# SOURCE TEXT
______

Nepali officials meet with Forest Department personnel and civil society in Darjeeling


A transboundary visit to Darjeeling was organized by ICIMOD for researchers and independent experts from the Research Centre for Applied Science and Technology affiliated to Tribhuvan University, Kathmandu. The visit was led by Mr Krishna Prasad Acharya, the Joint Secretary of the Ministry of Forests and Soil Conservation, Nepal. In Darjeeling, Nepali officials met with representatives of the Forest Department, civil society, zoo researchers, and other officials. During meetings with Forest Department officers in the Singhalila Wildlife Sanctuary, which lies on the border between the eastern Nepal hill districts and Darjeeling District, issues to do with local and cross border illegal trade, medicinal plants, grazing, and differences in the management regimes between the two countries were shared and discussed. It was realized that there is a need to monitor the flagship species red panda (Ailurus fulgens), which has its habitat in these areas. There were further interactions with civil society and non-government organizations in Darjeeling engaged in conservation and development. Controversial issues such as human wildlife conflict, unmanaged tourism, waste management, livelihoods, and development were discussed at length. The group also shared experiences from the initial phase of the Transboundary Biodiversity Management project initiated by ICIMOD in 2003.

______

# GOAL OF THE EXERCISE
Copy out the report on the Darjeeling visit word for word, including its headline.

______

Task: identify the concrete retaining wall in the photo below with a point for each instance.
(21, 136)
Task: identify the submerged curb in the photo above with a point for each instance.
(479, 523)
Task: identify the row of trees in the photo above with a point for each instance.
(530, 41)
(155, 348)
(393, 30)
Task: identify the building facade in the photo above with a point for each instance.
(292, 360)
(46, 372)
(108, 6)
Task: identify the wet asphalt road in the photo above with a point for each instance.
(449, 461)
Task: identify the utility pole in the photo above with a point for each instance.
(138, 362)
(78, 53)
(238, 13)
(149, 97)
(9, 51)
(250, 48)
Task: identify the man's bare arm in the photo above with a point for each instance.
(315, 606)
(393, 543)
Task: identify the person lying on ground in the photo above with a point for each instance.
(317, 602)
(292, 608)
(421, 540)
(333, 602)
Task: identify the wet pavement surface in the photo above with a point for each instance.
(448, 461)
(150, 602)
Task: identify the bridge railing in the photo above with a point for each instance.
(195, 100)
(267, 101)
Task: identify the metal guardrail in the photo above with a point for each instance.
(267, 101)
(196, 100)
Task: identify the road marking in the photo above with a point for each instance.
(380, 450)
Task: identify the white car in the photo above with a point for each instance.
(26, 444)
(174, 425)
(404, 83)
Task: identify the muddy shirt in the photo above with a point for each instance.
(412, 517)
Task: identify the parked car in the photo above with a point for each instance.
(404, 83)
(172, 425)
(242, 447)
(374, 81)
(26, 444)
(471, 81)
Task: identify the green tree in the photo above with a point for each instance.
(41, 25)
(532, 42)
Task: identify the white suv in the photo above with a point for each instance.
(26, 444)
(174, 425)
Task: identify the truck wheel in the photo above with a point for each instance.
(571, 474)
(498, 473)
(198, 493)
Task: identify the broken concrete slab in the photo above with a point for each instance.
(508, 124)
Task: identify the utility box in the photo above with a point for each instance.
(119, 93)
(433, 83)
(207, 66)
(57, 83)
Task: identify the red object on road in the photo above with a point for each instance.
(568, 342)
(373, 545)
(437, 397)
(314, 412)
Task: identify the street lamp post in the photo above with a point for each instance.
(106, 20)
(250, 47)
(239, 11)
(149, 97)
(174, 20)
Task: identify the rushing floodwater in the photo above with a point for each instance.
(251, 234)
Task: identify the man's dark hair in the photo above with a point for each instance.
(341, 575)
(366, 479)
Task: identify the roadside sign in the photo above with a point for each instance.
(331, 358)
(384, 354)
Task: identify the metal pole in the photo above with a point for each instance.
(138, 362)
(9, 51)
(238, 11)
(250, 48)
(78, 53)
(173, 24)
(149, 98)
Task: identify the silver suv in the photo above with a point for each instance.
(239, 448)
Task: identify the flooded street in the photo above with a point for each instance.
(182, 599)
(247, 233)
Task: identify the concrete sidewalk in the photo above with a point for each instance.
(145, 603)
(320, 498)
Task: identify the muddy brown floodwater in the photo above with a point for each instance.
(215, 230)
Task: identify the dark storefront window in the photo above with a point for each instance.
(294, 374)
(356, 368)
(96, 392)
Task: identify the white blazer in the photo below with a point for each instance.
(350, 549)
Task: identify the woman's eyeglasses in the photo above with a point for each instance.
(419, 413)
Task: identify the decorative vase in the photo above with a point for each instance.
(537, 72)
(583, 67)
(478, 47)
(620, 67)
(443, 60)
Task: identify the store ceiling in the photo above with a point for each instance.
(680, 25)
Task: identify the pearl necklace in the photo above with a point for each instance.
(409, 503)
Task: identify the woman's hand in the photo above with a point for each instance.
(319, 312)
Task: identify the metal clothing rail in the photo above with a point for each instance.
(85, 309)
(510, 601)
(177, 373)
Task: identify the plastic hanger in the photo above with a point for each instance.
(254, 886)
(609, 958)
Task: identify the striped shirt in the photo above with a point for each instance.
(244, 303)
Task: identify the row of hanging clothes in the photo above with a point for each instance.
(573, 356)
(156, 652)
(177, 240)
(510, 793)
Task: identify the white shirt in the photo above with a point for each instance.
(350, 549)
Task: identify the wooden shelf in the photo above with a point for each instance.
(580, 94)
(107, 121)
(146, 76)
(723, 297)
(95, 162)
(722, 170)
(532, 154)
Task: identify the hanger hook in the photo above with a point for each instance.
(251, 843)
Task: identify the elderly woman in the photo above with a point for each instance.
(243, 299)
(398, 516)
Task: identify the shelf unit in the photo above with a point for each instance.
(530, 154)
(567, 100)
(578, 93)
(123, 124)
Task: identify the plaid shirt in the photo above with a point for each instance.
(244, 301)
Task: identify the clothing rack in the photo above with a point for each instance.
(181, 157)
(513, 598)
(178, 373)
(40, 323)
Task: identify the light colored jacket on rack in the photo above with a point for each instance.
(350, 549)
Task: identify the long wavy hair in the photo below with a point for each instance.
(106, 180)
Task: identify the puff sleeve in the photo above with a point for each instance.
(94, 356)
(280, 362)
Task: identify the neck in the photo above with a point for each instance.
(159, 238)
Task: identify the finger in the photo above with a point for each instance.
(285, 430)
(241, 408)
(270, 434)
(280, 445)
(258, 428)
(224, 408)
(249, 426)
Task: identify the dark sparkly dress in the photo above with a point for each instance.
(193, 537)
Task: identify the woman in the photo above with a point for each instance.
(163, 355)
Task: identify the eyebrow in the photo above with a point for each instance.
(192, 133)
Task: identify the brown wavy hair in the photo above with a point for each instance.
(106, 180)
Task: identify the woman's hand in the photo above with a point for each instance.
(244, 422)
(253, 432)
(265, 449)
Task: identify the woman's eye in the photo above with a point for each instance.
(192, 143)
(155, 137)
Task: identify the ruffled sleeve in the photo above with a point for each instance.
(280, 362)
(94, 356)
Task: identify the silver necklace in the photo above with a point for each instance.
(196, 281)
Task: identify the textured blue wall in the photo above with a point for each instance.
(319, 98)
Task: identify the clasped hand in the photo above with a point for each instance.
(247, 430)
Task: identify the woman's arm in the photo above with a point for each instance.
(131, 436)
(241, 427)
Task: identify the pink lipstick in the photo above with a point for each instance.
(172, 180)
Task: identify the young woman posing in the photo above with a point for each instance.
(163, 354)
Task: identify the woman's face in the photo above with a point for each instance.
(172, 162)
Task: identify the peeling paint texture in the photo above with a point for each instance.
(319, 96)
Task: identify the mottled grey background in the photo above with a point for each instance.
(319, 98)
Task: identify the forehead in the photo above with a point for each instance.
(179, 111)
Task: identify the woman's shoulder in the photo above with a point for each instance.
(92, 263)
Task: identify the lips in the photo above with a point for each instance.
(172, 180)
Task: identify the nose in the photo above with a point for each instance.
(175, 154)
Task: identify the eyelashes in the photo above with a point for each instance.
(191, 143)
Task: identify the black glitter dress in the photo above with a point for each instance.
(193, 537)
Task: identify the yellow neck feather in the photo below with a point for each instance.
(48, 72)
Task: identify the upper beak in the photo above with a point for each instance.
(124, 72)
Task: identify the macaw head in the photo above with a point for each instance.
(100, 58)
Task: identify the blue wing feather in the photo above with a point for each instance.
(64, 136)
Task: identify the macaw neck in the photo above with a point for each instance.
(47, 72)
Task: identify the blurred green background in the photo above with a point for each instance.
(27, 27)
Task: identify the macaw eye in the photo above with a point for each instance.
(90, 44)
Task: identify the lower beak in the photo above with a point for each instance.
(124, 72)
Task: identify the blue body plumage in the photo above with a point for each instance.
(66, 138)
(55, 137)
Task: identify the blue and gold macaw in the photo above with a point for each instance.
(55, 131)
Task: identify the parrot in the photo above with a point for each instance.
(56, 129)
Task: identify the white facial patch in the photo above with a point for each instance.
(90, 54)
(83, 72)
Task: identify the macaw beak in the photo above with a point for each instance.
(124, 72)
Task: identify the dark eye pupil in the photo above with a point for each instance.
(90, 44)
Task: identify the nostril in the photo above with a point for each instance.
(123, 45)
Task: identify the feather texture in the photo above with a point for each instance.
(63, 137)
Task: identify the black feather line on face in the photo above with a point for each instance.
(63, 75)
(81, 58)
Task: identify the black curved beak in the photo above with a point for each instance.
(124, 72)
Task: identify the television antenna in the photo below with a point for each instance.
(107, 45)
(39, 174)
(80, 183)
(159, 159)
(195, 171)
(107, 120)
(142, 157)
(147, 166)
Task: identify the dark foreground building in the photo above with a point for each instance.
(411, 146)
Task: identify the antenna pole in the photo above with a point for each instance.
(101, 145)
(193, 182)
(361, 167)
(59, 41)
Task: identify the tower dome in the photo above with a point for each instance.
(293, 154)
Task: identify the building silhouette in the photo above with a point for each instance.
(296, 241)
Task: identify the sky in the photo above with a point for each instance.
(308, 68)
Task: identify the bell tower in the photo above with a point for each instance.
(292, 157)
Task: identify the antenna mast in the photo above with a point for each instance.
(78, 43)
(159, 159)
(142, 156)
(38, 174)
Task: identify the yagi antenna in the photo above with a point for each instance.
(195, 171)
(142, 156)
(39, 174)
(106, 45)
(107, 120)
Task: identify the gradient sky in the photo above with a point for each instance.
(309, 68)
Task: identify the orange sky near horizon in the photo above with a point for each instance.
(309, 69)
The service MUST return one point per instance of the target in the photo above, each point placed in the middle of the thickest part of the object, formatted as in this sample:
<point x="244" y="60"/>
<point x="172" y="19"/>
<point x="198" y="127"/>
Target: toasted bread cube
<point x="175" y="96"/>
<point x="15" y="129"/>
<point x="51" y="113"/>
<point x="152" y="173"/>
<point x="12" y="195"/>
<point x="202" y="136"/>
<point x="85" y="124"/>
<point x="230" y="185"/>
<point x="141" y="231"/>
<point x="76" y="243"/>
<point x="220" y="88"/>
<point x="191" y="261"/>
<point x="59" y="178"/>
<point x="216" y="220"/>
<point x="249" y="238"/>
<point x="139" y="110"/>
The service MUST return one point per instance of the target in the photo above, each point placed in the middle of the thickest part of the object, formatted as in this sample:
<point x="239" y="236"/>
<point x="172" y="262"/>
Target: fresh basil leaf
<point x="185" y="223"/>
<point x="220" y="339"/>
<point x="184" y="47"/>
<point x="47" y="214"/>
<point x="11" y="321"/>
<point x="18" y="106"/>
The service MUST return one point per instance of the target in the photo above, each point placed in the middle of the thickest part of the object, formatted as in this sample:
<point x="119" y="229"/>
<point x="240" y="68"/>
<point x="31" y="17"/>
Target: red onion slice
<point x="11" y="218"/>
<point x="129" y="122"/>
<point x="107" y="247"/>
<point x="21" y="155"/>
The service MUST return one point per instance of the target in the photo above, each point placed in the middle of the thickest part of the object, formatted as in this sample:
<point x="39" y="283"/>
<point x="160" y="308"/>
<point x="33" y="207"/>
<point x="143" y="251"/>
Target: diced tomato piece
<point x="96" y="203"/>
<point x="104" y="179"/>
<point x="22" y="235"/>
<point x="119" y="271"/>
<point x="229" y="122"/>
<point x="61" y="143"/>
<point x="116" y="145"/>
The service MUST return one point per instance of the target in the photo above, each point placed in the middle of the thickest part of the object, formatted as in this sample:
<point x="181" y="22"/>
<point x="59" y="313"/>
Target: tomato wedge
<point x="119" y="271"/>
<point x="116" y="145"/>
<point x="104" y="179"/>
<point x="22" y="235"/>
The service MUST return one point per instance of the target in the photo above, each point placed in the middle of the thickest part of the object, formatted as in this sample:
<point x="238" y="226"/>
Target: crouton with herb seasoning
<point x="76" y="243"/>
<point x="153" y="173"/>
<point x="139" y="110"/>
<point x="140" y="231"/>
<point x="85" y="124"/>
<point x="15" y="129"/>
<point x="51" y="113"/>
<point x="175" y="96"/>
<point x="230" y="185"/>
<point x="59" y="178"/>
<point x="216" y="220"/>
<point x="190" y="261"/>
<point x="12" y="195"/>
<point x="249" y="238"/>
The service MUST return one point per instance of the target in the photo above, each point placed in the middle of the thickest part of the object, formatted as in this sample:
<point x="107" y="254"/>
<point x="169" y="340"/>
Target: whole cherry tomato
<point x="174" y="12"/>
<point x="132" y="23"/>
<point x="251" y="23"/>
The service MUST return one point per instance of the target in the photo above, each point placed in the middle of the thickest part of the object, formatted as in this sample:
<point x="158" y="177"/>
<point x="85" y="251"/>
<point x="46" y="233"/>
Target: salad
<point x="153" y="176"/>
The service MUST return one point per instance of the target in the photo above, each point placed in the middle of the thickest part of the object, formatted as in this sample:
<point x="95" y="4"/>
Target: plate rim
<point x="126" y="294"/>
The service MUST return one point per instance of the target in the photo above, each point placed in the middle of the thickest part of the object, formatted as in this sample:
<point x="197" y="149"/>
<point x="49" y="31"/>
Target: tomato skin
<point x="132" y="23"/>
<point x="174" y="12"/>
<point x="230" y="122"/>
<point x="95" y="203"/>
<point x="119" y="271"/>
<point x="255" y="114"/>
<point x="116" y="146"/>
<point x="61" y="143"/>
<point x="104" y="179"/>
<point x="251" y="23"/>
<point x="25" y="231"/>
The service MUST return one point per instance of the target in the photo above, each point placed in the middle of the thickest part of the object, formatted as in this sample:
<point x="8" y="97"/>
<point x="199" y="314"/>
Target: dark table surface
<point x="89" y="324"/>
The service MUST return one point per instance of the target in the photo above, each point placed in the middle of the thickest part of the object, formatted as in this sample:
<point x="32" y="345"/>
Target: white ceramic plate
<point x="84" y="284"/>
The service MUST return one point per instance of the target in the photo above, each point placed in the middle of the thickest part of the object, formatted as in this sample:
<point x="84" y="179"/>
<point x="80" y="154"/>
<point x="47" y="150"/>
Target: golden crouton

______

# RESULT BELOW
Nepali officials meet with Forest Department personnel and civil society in Darjeeling


A transboundary visit to Darjeeling was organized by ICIMOD for researchers and independent experts from the Research Centre for Applied Science and Technology affiliated to Tribhuvan University, Kathmandu. The visit was led by Mr Krishna Prasad Acharya, the Joint Secretary of the Ministry of Forests and Soil Conservation, Nepal. In Darjeeling, Nepali officials met with representatives of the Forest Department, civil society, zoo researchers, and other officials. During meetings with Forest Department officers in the Singhalila Wildlife Sanctuary, which lies on the border between the eastern Nepal hill districts and Darjeeling District, issues to do with local and cross border illegal trade, medicinal plants, grazing, and differences in the management regimes between the two countries were shared and discussed. It was realized that there is a need to monitor the flagship species red panda (Ailurus fulgens), which has its habitat in these areas. There were further interactions with civil society and non-government organizations in Darjeeling engaged in conservation and development. Controversial issues such as human wildlife conflict, unmanaged tourism, waste management, livelihoods, and development were discussed at length. The group also shared experiences from the initial phase of the Transboundary Biodiversity Management project initiated by ICIMOD in 2003.